Text provided ->
BEGIN
I think McDowell does think of intuitional content as structured; this is how he can speak of "aspects" of intuitional content. That sort of talk wouldn't make sense if the content wasn't already diverse in itself. But it's not structured in just the same way that discursive thought is structured. Being "articulable" is like perforated lines in paper: it's clear where to tear it, and it tears clean. It just doesn't come pre-torn.
Dan and Duck, it's been so long.
I'm just finished the first part of Reading McDowell, and Mind and World makes so much better sense to me now (and since Rorty said much the same thing on the dust-jacket comment, I don't feel too bad about not understanding it before). That book should be required reading before anyone attempts to grapple with McDowell.
I don't have any questions intelligent enough to ask of McDowell, but the part of his project that intrigues me the most is his appropriation of 'second nature.' I wonder how Aristotelian that notion could be in McDowell (i.e., is it the full-blown second-potentiality as described in De Anima, II, 1). It's also not clear to me at present (and so prior to more reading) how second nature is supposed to reenchant nature.
The problem, of course, is how to cash out this metaphor about "articulable" content. And I can't help but think that, in doing so, McDowell has retreated to Evans's position. Let me try to develop this a bit further (forgive me if this is a bit lengthy).
It's true that McDowell insists that this "intuitional content" must be suitable for use in explicit discursive practices. But so does Evans. In The Varieties of Reference, Evans characterizes the representational aspect of nonconceptual content in terms of an analogy with a photograph. According to Evans, the content of a photograph can be specified by "an open sentence in one or more variables (the number of variables corresponding to the number of objects in the photograph)." So, to use Evans's example, a photograph of a red ball on top of a yellow square could be characterized as follows:
Red(x) & Ball(x) & Yellow(y) & Square(y) & On Top Of(x,y). (cf. §5.2, pp. 124-5)
Rick Grush helpfully glosses this passage by noting that Evans's use of an open sentence is meant to indicate the fact that such content purports to be of objects, without actually being so. That is, as Evans is at pains to stress, nonconceptual content is not equivalent to sense-data. The former are already objective in a way that the latter are not.
END
Records supplied ->
BEGIN
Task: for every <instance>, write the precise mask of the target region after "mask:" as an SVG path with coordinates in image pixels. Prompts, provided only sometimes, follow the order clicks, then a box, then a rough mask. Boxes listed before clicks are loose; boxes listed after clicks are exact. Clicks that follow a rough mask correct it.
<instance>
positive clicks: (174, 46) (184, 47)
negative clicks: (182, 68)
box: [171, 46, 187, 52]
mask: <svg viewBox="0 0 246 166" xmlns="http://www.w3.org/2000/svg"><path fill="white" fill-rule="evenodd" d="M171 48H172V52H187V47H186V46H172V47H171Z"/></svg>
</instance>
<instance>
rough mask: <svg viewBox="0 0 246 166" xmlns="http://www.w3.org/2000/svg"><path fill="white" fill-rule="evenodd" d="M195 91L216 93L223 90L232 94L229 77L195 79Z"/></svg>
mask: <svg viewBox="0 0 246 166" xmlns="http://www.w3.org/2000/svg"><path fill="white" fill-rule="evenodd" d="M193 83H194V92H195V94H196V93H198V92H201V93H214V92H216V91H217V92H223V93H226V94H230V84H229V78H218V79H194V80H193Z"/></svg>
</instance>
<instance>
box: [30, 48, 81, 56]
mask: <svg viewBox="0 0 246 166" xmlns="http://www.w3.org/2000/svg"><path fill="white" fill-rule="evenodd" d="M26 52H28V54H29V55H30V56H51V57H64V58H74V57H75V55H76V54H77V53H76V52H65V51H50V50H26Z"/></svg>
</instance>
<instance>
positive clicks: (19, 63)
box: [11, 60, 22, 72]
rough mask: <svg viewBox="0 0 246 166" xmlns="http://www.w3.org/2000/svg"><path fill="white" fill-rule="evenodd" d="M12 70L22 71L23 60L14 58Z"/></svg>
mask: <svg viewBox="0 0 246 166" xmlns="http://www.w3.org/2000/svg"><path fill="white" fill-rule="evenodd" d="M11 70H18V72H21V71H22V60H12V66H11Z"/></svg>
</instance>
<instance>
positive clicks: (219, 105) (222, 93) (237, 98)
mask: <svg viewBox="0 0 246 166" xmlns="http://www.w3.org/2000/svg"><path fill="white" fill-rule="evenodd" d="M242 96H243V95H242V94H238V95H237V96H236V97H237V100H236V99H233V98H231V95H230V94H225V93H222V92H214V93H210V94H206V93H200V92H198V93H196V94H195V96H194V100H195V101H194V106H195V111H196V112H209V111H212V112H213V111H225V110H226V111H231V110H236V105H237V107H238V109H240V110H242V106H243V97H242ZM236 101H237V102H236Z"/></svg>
END
Exercise tasks ->
1: According to the McDowell discussion, how does Evans say the content of a photograph can be specified?
2: Carry on with the McDowell discussion from its last sentence.

Answers for each item ->
1: By an open sentence in one or more variables, with the number of variables matching the number of objects in the photograph.

2:
Nevertheless, such content violates both Russell's Principle and, by implication, the Generality Constraint. That is because, although the content purports to be of an object, I lack the necessary resources to discrimante the object and thus to aim my thoughts at it. Here, again Grush provides a helpful example. Suppose that I was presented with two identical photographs of identical twins, Bob and Rob, who are both tall and wearing a red hat. In this case, the content of both photographs should not be described as "this is Bob" and "this is Rob" (or whatever), but rather as "a tall person with a red hat". Since I lack the ability to pick out which of the two the photograph is about, I lack the necessary knowledge to discriminate them, thus failing Russell's Principle (the case is similar to the "steel balls" example that Evans gives). And, if I don't have any discriminating knowledge of the object, I do not have the ability to use thoughts about that object in further judgments, thus violating the Generality Constraint. Obviously, I can latter acquire the necessary ability and thus issue a thought (say, by learning that such a photograph is of Bob and not of Rob). But then this is not a matter of simply being in an informational state anymore.
Back to McDowell, that seems precisely the position that he is now retreating to. There are two remarks that support such a reading. The first is his remark, in §7, that the concept of the object presented by this "intuitional content" is merely formal. This has obvious resonances with Kant's "transcendental object=x", and seems to correspond nicely to the variables in the open sentence that describes nonconceptual content for Evans (they all fulfil the same function, of making the content a purporting to be of objects). In any case, if my gloss of the "mere formality" of the object here is right, then this violates Russell's Principle, which would require an object in a more weighty sense.
The second remark is in §6 and it is, I think, the most important one. I quote:
"Part of the point of is that there are typically aspects of the content of an intuition that the subject has no means of making discursively explicit. Visual intuitions typically present one with visible characteristics of objects that one is not equipped to attribute to the objects by making appropriate predications in claims or judgments. To make such an aspect of the content of an intuition into the content associated with a capacity that is discursive in a primary sense, one would need to carve it out, as it were, from the categorially unified but as yet unarticulated content of the intuition by determining it to be the meaning of a linguistic expression, which one thereby sets up as a means for making that content explicit."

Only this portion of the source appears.